*Rows from an object pointing dataset*
■ ■ ■ ■ ■ ■ ■
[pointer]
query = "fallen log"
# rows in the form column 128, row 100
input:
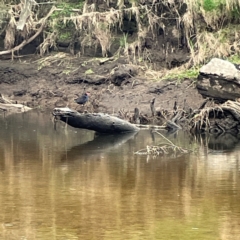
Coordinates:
column 99, row 122
column 7, row 106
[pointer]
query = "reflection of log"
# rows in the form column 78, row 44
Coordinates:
column 100, row 144
column 98, row 122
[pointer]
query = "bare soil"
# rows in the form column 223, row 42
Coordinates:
column 40, row 85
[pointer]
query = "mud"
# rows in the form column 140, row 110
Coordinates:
column 45, row 86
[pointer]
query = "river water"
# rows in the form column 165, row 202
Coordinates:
column 64, row 183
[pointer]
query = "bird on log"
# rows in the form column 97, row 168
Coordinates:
column 82, row 99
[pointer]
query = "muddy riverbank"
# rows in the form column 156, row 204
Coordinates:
column 54, row 82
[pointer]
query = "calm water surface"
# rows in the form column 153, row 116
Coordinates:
column 71, row 184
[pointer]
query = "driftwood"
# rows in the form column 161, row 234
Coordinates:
column 217, row 119
column 99, row 122
column 7, row 106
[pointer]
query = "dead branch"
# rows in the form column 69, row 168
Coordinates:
column 25, row 13
column 25, row 42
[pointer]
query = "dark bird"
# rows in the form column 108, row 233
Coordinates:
column 83, row 99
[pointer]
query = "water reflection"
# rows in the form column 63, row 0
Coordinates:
column 69, row 184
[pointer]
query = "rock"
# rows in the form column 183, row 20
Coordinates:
column 220, row 80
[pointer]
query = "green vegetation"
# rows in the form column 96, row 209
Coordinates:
column 209, row 28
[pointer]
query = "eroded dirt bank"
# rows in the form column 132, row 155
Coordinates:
column 37, row 84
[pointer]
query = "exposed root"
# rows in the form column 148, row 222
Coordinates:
column 168, row 148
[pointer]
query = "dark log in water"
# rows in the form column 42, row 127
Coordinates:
column 99, row 122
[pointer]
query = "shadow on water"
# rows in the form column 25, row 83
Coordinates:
column 223, row 142
column 100, row 143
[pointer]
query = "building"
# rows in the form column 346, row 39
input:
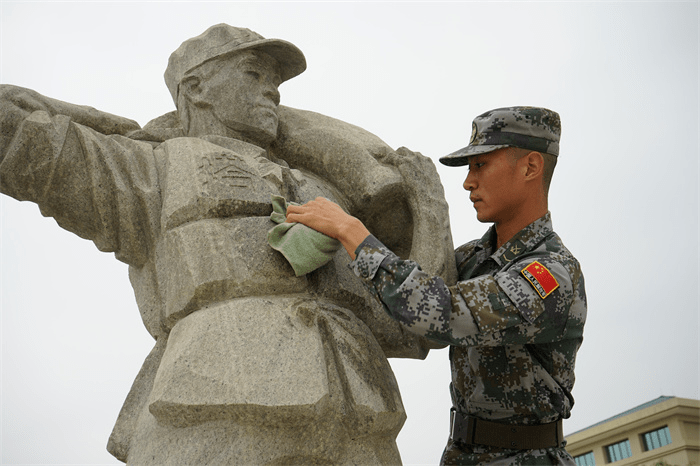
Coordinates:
column 663, row 431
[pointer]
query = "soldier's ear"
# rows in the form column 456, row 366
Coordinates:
column 191, row 88
column 534, row 165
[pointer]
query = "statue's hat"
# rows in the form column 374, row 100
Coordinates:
column 222, row 39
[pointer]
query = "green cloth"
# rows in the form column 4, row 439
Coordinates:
column 304, row 248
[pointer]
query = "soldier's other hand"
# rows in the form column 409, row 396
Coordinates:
column 330, row 219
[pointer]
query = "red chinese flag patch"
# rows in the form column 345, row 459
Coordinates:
column 540, row 278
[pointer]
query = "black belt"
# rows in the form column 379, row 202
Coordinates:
column 471, row 430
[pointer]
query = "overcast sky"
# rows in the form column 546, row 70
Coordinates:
column 623, row 76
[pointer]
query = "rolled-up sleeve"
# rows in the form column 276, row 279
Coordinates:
column 505, row 308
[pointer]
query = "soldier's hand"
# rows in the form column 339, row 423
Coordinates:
column 330, row 219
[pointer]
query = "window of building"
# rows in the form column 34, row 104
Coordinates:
column 585, row 460
column 657, row 438
column 619, row 451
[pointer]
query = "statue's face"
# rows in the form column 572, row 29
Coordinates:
column 243, row 94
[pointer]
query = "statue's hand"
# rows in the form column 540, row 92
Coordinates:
column 432, row 246
column 16, row 103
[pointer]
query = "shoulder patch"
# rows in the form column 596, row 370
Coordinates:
column 540, row 278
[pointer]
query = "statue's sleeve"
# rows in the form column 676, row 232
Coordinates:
column 100, row 187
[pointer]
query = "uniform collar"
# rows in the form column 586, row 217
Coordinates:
column 523, row 241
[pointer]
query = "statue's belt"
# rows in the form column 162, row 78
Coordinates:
column 471, row 430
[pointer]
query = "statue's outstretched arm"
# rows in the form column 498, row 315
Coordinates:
column 17, row 103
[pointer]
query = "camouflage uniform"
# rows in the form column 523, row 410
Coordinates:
column 512, row 350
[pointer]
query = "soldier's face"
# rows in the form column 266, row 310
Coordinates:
column 494, row 186
column 244, row 95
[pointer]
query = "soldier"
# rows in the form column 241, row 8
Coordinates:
column 253, row 364
column 514, row 321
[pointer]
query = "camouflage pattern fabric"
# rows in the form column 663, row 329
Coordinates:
column 532, row 128
column 514, row 322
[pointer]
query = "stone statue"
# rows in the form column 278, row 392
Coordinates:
column 252, row 364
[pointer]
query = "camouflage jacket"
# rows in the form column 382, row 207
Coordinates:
column 514, row 320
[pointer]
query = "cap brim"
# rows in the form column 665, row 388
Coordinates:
column 461, row 157
column 291, row 59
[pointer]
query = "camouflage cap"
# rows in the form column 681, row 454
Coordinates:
column 532, row 128
column 222, row 39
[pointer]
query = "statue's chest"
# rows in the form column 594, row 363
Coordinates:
column 201, row 180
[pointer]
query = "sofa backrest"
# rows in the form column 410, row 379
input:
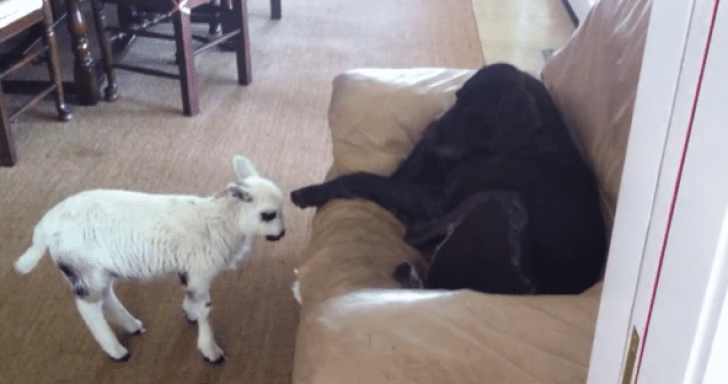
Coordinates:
column 593, row 81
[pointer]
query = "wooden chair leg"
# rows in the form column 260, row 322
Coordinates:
column 54, row 65
column 187, row 71
column 215, row 24
column 238, row 19
column 275, row 9
column 83, row 70
column 111, row 92
column 8, row 157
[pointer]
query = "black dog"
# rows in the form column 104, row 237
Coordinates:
column 496, row 189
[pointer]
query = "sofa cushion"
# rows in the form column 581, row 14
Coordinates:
column 593, row 81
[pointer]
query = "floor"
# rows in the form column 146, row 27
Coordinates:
column 522, row 32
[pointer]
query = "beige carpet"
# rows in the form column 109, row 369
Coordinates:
column 142, row 142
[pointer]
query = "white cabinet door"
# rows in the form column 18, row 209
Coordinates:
column 665, row 279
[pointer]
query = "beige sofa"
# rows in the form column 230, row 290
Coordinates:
column 358, row 326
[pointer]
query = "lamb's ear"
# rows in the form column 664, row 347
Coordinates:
column 243, row 168
column 239, row 192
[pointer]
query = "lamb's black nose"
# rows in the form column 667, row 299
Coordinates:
column 275, row 237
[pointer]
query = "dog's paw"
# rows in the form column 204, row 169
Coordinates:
column 407, row 276
column 307, row 197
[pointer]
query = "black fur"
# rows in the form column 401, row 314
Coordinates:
column 495, row 189
column 79, row 288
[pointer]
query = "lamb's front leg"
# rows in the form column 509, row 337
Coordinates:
column 197, row 306
column 408, row 201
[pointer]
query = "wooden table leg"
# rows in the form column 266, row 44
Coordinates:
column 7, row 145
column 84, row 73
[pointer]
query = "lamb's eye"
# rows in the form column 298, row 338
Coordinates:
column 268, row 216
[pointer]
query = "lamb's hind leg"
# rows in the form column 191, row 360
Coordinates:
column 89, row 302
column 197, row 306
column 119, row 315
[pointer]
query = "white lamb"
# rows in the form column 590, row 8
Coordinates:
column 99, row 236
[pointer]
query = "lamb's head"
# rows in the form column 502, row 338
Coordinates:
column 259, row 200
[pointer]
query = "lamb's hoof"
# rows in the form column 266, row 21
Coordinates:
column 217, row 361
column 188, row 318
column 122, row 359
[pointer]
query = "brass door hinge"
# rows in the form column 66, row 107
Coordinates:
column 632, row 349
■ ■ ■ ■ ■ ■ ■
*Given task*
Lay out every line of the records above as a JSON list of strings, with one string per line. Omit blank lines and exclude the pictures.

*Correct output*
[
  "[pointer]",
  "query = \"fallen log\"",
  "# rows in the form column 128, row 100",
  "input:",
  "Coordinates:",
  "column 99, row 122",
  "column 7, row 106",
  "[pointer]",
  "query = \"reflection of log\"",
  "# rows in the form column 78, row 44",
  "Coordinates:",
  "column 100, row 144",
  "column 98, row 122",
  "[pointer]",
  "query = \"bare soil\"",
  "# rows in the form column 223, row 42",
  "Coordinates:",
  "column 40, row 85",
  "[pointer]",
  "query = \"mud\"",
  "# rows in the form column 140, row 110",
  "Coordinates:",
  "column 45, row 86",
  "[pointer]",
  "query = \"river water\"",
  "# rows in the form column 165, row 202",
  "Coordinates:",
  "column 64, row 183",
  "[pointer]",
  "query = \"bird on log\"",
  "# rows in the form column 97, row 168",
  "Coordinates:",
  "column 82, row 99",
  "[pointer]",
  "query = \"muddy riverbank\"",
  "# rows in the form column 156, row 204",
  "Coordinates:",
  "column 54, row 82",
  "[pointer]",
  "query = \"calm water surface\"",
  "# rows in the form column 153, row 116",
  "Coordinates:",
  "column 71, row 184",
  "[pointer]",
  "query = \"driftwood\"",
  "# rows in the form column 161, row 234",
  "Coordinates:",
  "column 217, row 119",
  "column 99, row 122",
  "column 7, row 106",
  "[pointer]",
  "query = \"dead branch\"",
  "# rows in the form column 69, row 168",
  "Coordinates:",
  "column 25, row 13",
  "column 25, row 42",
  "[pointer]",
  "query = \"dark bird\"",
  "# rows in the form column 108, row 233",
  "Coordinates:",
  "column 83, row 99",
  "[pointer]",
  "query = \"water reflection\"",
  "# rows in the form column 63, row 0",
  "Coordinates:",
  "column 69, row 184",
  "[pointer]",
  "query = \"rock\"",
  "# rows in the form column 183, row 20",
  "Coordinates:",
  "column 220, row 80",
  "[pointer]",
  "query = \"green vegetation\"",
  "# rows in the form column 96, row 209",
  "Coordinates:",
  "column 209, row 28",
  "[pointer]",
  "query = \"eroded dirt bank\"",
  "# rows in the form column 132, row 155",
  "Coordinates:",
  "column 37, row 84",
  "[pointer]",
  "query = \"exposed root\"",
  "# rows in the form column 148, row 222",
  "Coordinates:",
  "column 168, row 148",
  "[pointer]",
  "query = \"dark log in water\"",
  "# rows in the form column 42, row 127",
  "Coordinates:",
  "column 99, row 122",
  "[pointer]",
  "query = \"shadow on water\"",
  "# rows in the form column 25, row 83",
  "Coordinates:",
  "column 223, row 142",
  "column 100, row 143",
  "[pointer]",
  "query = \"building\"",
  "# rows in the form column 346, row 39",
  "input:",
  "Coordinates:",
  "column 663, row 431",
  "[pointer]",
  "query = \"soldier's ear\"",
  "# rows in the form column 456, row 366",
  "Coordinates:",
  "column 191, row 88",
  "column 534, row 165",
  "[pointer]",
  "query = \"statue's hat\"",
  "# rows in the form column 374, row 100",
  "Coordinates:",
  "column 222, row 39",
  "[pointer]",
  "query = \"green cloth\"",
  "# rows in the form column 4, row 439",
  "Coordinates:",
  "column 304, row 248",
  "[pointer]",
  "query = \"soldier's other hand\"",
  "# rows in the form column 409, row 396",
  "Coordinates:",
  "column 330, row 219",
  "[pointer]",
  "query = \"red chinese flag patch\"",
  "# rows in the form column 345, row 459",
  "Coordinates:",
  "column 540, row 278",
  "[pointer]",
  "query = \"black belt\"",
  "# rows in the form column 379, row 202",
  "Coordinates:",
  "column 471, row 430",
  "[pointer]",
  "query = \"overcast sky\"",
  "# rows in the form column 546, row 70",
  "Coordinates:",
  "column 623, row 76",
  "[pointer]",
  "query = \"rolled-up sleeve\"",
  "# rows in the form column 276, row 279",
  "Coordinates:",
  "column 505, row 308",
  "[pointer]",
  "query = \"soldier's hand\"",
  "# rows in the form column 339, row 423",
  "Coordinates:",
  "column 330, row 219",
  "[pointer]",
  "query = \"window of building\"",
  "# rows in the form column 34, row 104",
  "Coordinates:",
  "column 585, row 460",
  "column 657, row 438",
  "column 619, row 451",
  "[pointer]",
  "query = \"statue's face\"",
  "# rows in the form column 572, row 29",
  "Coordinates:",
  "column 243, row 94",
  "[pointer]",
  "query = \"statue's hand\"",
  "# rows in the form column 540, row 92",
  "Coordinates:",
  "column 432, row 246",
  "column 16, row 103",
  "[pointer]",
  "query = \"shoulder patch\"",
  "# rows in the form column 596, row 370",
  "Coordinates:",
  "column 540, row 278",
  "[pointer]",
  "query = \"statue's sleeve\"",
  "# rows in the form column 676, row 232",
  "Coordinates:",
  "column 100, row 187",
  "[pointer]",
  "query = \"uniform collar\"",
  "# rows in the form column 586, row 217",
  "Coordinates:",
  "column 523, row 241",
  "[pointer]",
  "query = \"statue's belt\"",
  "# rows in the form column 162, row 78",
  "Coordinates:",
  "column 471, row 430",
  "[pointer]",
  "query = \"statue's outstretched arm\"",
  "# rows in the form column 498, row 315",
  "Coordinates:",
  "column 17, row 103",
  "[pointer]",
  "query = \"camouflage uniform\"",
  "# rows in the form column 523, row 410",
  "Coordinates:",
  "column 512, row 350",
  "[pointer]",
  "query = \"soldier's face\"",
  "# rows in the form column 266, row 310",
  "Coordinates:",
  "column 494, row 186",
  "column 244, row 95",
  "[pointer]",
  "query = \"soldier\"",
  "# rows in the form column 241, row 8",
  "Coordinates:",
  "column 253, row 364",
  "column 514, row 321",
  "[pointer]",
  "query = \"camouflage pattern fabric\"",
  "# rows in the form column 663, row 329",
  "Coordinates:",
  "column 532, row 128",
  "column 514, row 322",
  "[pointer]",
  "query = \"stone statue\"",
  "# rows in the form column 278, row 392",
  "Coordinates:",
  "column 252, row 364",
  "[pointer]",
  "query = \"camouflage jacket\"",
  "# rows in the form column 382, row 207",
  "Coordinates:",
  "column 514, row 320",
  "[pointer]",
  "query = \"cap brim\"",
  "# rows in the form column 665, row 388",
  "Coordinates:",
  "column 461, row 157",
  "column 291, row 59",
  "[pointer]",
  "query = \"camouflage cap\"",
  "# rows in the form column 681, row 454",
  "Coordinates:",
  "column 532, row 128",
  "column 222, row 39",
  "[pointer]",
  "query = \"statue's chest\"",
  "# rows in the form column 594, row 363",
  "Coordinates:",
  "column 201, row 180",
  "[pointer]",
  "query = \"sofa backrest\"",
  "# rows in the form column 410, row 379",
  "input:",
  "Coordinates:",
  "column 593, row 81",
  "[pointer]",
  "query = \"wooden chair leg\"",
  "# rows in the form column 260, row 322",
  "Coordinates:",
  "column 54, row 65",
  "column 187, row 71",
  "column 215, row 24",
  "column 238, row 19",
  "column 275, row 9",
  "column 83, row 70",
  "column 111, row 92",
  "column 8, row 157",
  "[pointer]",
  "query = \"black dog\"",
  "# rows in the form column 104, row 237",
  "Coordinates:",
  "column 496, row 189",
  "[pointer]",
  "query = \"sofa cushion\"",
  "# rows in the form column 581, row 14",
  "Coordinates:",
  "column 593, row 81",
  "[pointer]",
  "query = \"floor\"",
  "# rows in the form column 146, row 27",
  "Coordinates:",
  "column 522, row 32",
  "[pointer]",
  "query = \"beige carpet\"",
  "# rows in the form column 109, row 369",
  "Coordinates:",
  "column 142, row 142",
  "[pointer]",
  "query = \"white cabinet door\"",
  "# rows in the form column 18, row 209",
  "Coordinates:",
  "column 665, row 279",
  "[pointer]",
  "query = \"beige sofa\"",
  "# rows in the form column 230, row 290",
  "Coordinates:",
  "column 358, row 326",
  "[pointer]",
  "query = \"lamb's ear\"",
  "# rows in the form column 664, row 347",
  "Coordinates:",
  "column 243, row 168",
  "column 239, row 192",
  "[pointer]",
  "query = \"lamb's black nose\"",
  "# rows in the form column 667, row 299",
  "Coordinates:",
  "column 275, row 237",
  "[pointer]",
  "query = \"dog's paw\"",
  "# rows in the form column 204, row 169",
  "Coordinates:",
  "column 407, row 276",
  "column 307, row 197",
  "[pointer]",
  "query = \"black fur\"",
  "# rows in the form column 401, row 314",
  "Coordinates:",
  "column 495, row 189",
  "column 79, row 288",
  "[pointer]",
  "query = \"lamb's front leg\"",
  "# rows in the form column 509, row 337",
  "Coordinates:",
  "column 197, row 306",
  "column 408, row 201",
  "[pointer]",
  "query = \"wooden table leg\"",
  "# rows in the form column 266, row 44",
  "Coordinates:",
  "column 7, row 145",
  "column 84, row 73",
  "[pointer]",
  "query = \"lamb's eye\"",
  "# rows in the form column 298, row 338",
  "Coordinates:",
  "column 268, row 216",
  "[pointer]",
  "query = \"lamb's hind leg\"",
  "# rows in the form column 191, row 360",
  "Coordinates:",
  "column 89, row 302",
  "column 197, row 306",
  "column 119, row 315",
  "[pointer]",
  "query = \"white lamb\"",
  "# rows in the form column 590, row 8",
  "Coordinates:",
  "column 99, row 236",
  "[pointer]",
  "query = \"lamb's head\"",
  "# rows in the form column 502, row 338",
  "Coordinates:",
  "column 259, row 200",
  "[pointer]",
  "query = \"lamb's hoof\"",
  "# rows in the form column 266, row 21",
  "Coordinates:",
  "column 217, row 361",
  "column 188, row 318",
  "column 122, row 359",
  "[pointer]",
  "query = \"brass door hinge\"",
  "# rows in the form column 66, row 107",
  "Coordinates:",
  "column 632, row 349"
]